### TASK PROMPT
Recast all of the material below as a JSON list of strings, one string per line, skipping blank lines and leaving the pictures out.
BEGIN TASK MATERIAL
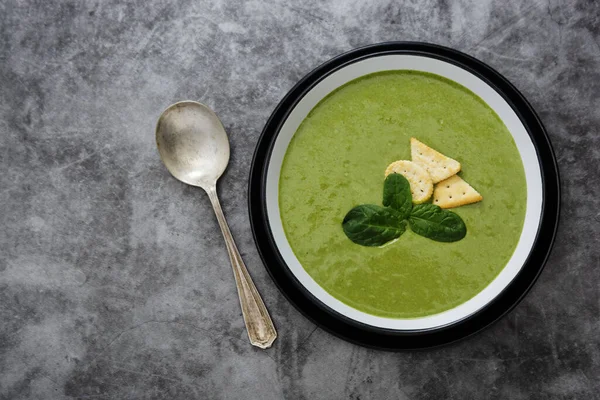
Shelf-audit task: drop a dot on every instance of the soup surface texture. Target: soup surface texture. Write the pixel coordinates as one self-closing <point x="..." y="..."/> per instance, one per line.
<point x="336" y="160"/>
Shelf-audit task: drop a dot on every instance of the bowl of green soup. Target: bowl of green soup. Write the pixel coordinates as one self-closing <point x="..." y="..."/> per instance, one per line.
<point x="397" y="279"/>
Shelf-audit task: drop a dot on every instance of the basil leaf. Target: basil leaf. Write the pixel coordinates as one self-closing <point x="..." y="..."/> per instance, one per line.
<point x="396" y="194"/>
<point x="436" y="223"/>
<point x="371" y="225"/>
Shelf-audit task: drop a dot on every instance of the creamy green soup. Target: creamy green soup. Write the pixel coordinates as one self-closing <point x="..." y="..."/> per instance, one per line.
<point x="336" y="160"/>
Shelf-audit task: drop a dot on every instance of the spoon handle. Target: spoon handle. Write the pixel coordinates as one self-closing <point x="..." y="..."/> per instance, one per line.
<point x="258" y="322"/>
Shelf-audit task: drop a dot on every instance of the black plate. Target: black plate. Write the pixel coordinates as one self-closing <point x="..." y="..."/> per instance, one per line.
<point x="382" y="338"/>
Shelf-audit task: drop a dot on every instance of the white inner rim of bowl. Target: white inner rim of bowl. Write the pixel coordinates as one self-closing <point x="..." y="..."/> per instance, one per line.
<point x="477" y="86"/>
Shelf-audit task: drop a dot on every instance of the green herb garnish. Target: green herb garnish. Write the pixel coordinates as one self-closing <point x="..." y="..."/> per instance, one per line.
<point x="396" y="194"/>
<point x="372" y="225"/>
<point x="436" y="223"/>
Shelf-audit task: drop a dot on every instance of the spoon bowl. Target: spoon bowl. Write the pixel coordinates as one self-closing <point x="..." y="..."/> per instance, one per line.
<point x="194" y="147"/>
<point x="192" y="143"/>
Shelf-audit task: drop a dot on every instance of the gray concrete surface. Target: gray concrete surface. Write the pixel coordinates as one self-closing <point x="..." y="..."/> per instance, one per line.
<point x="114" y="282"/>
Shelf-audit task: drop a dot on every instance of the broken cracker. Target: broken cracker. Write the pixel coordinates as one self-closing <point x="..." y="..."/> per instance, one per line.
<point x="454" y="192"/>
<point x="438" y="166"/>
<point x="421" y="186"/>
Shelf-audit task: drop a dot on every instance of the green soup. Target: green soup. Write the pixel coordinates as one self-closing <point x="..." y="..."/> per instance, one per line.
<point x="336" y="160"/>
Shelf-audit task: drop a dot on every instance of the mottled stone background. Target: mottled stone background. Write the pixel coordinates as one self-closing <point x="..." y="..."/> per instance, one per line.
<point x="114" y="281"/>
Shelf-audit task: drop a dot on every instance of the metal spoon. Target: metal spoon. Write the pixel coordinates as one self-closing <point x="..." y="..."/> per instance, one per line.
<point x="194" y="147"/>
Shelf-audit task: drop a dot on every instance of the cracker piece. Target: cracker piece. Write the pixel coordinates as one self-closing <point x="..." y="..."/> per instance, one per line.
<point x="438" y="165"/>
<point x="454" y="192"/>
<point x="421" y="186"/>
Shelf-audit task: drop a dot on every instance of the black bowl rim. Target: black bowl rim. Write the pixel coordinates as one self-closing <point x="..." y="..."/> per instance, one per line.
<point x="382" y="338"/>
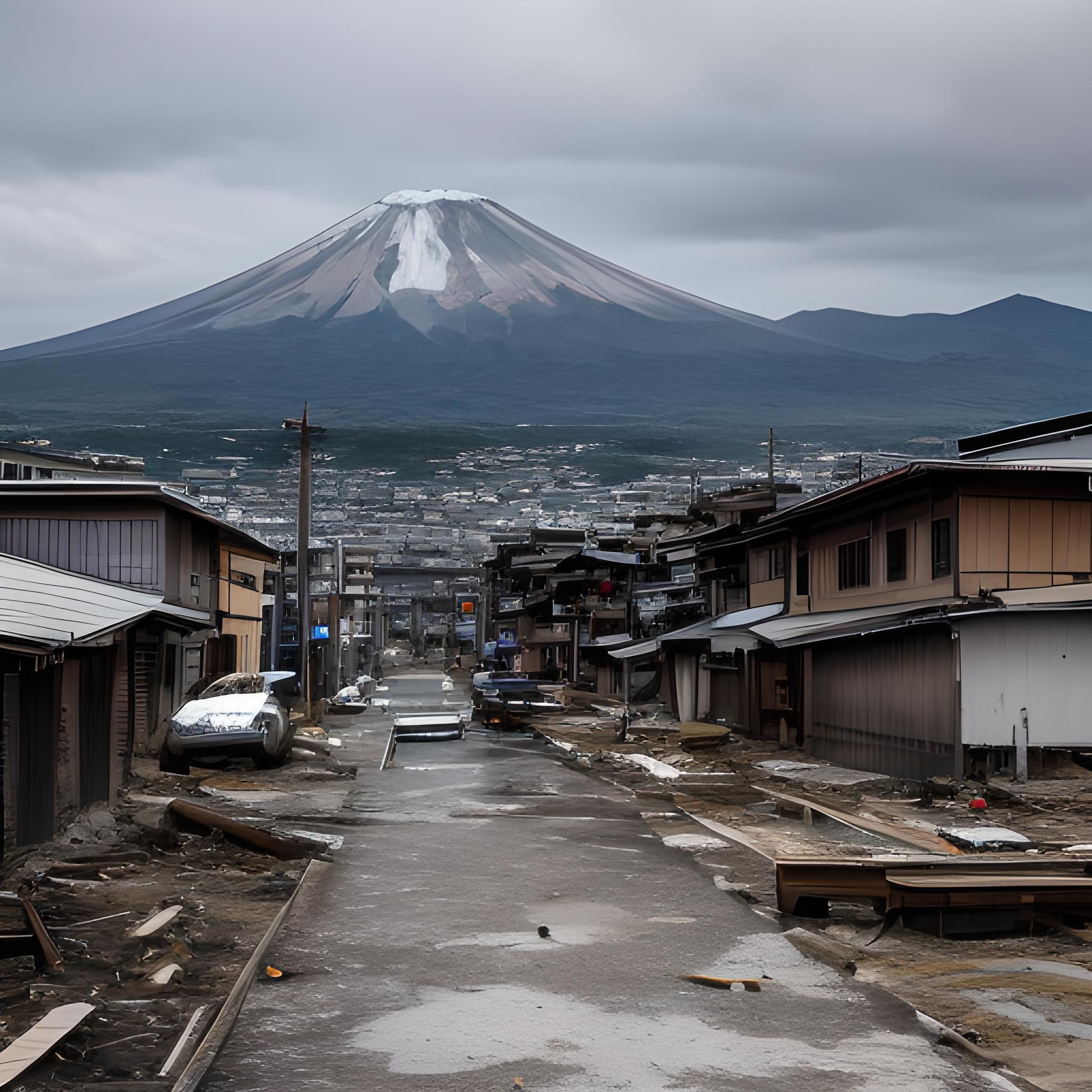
END TASK MATERIAL
### COMPLETE RESPONSE
[
  "Shelf-audit task: drop a dot on every instance of the soup surface texture. Target: soup surface texture. Write the pixel coordinates as one self-closing <point x=\"...\" y=\"...\"/> per instance, one per line.",
  "<point x=\"336\" y=\"160\"/>",
  "Shelf-audit task: drop a dot on every instance of the bowl of green soup. Target: bowl of green soup. Write the pixel coordinates as one self-closing <point x=\"...\" y=\"...\"/> per instance, one per line.",
  "<point x=\"397\" y=\"279\"/>",
  "Shelf-audit task: drop a dot on every instance of the basil leaf. Target: basil leaf. Write the pixel coordinates as one self-closing <point x=\"...\" y=\"...\"/> per instance, one per line.",
  "<point x=\"396\" y=\"194\"/>",
  "<point x=\"436\" y=\"223\"/>",
  "<point x=\"371\" y=\"225\"/>",
  "Shelf-audit task: drop a dot on every instance of the creamy green soup. Target: creamy green soup. Write the pixel coordinates as one self-closing <point x=\"...\" y=\"...\"/> per instance, one per line.",
  "<point x=\"336\" y=\"160\"/>",
  "Shelf-audit task: drop a dot on every instance of the spoon handle. Target: spoon handle. Write the pixel coordinates as one self-closing <point x=\"...\" y=\"...\"/> per instance, one per line.",
  "<point x=\"258\" y=\"322\"/>",
  "Shelf-audit task: drop a dot on every instance of the black plate. Target: black plate. Write the pixel coordinates as one self-closing <point x=\"...\" y=\"...\"/> per instance, one per line.",
  "<point x=\"382\" y=\"338\"/>",
  "Shelf-audit task: drop a dot on every instance of the white inner rim of bowl. Target: white inner rim of bowl. Write the pixel coordinates as one self-closing <point x=\"...\" y=\"...\"/> per instance, one per line.",
  "<point x=\"477\" y=\"86\"/>",
  "Shelf-audit task: drop a dot on every instance of the green herb garnish. Target: green herb garnish. Write the pixel coordinates as one self-closing <point x=\"...\" y=\"...\"/> per instance, one per line.",
  "<point x=\"396\" y=\"194\"/>",
  "<point x=\"372\" y=\"225\"/>",
  "<point x=\"436\" y=\"223\"/>",
  "Shelf-audit task: drop a dot on every instance of the spoon bowl. Target: spoon bowl. Write the pixel coordinates as one self-closing <point x=\"...\" y=\"...\"/> per instance, one per line.",
  "<point x=\"194\" y=\"147\"/>",
  "<point x=\"192\" y=\"143\"/>",
  "Shelf-audit task: drop a dot on every instance of the gray concrete surface. Target: gray concrete surface. Write the pixel coordinates as one self-closing <point x=\"...\" y=\"...\"/> per instance, one per line.",
  "<point x=\"114\" y=\"282\"/>",
  "Shelf-audit task: drop a dot on every instance of the broken cracker. Target: broken cracker. Write the pixel coordinates as one self-closing <point x=\"...\" y=\"...\"/> per instance, one per line.",
  "<point x=\"454\" y=\"192\"/>",
  "<point x=\"438\" y=\"166\"/>",
  "<point x=\"421\" y=\"186\"/>",
  "Shelf-audit task: drop a dot on every instance of the green soup. Target: green soup. Write the pixel coordinates as one self-closing <point x=\"...\" y=\"...\"/> per instance, one per line.",
  "<point x=\"336\" y=\"160\"/>",
  "Shelf-audit task: drop a dot on every instance of the mottled stone background. Target: mottled stone background. Write the pixel coordinates as one self-closing <point x=\"...\" y=\"...\"/> per instance, one per line.",
  "<point x=\"114\" y=\"281\"/>",
  "Shelf-audit task: drop a dot on every instance of the metal spoon. Target: metal spoon. Write the pixel coordinates as one self-closing <point x=\"...\" y=\"...\"/> per instance, one per line.",
  "<point x=\"194\" y=\"147\"/>",
  "Shelf-audit task: drop a dot on every instance of the cracker piece. Target: cracker piece. Write the pixel coordinates as one self-closing <point x=\"...\" y=\"...\"/> per instance, one per line.",
  "<point x=\"438\" y=\"165\"/>",
  "<point x=\"454\" y=\"192\"/>",
  "<point x=\"421\" y=\"186\"/>",
  "Shelf-audit task: drop a dot on every instance of the black bowl rim. Target: black bowl rim. Write the pixel coordinates as one self-closing <point x=\"...\" y=\"...\"/> per instance, one per line.",
  "<point x=\"382\" y=\"338\"/>"
]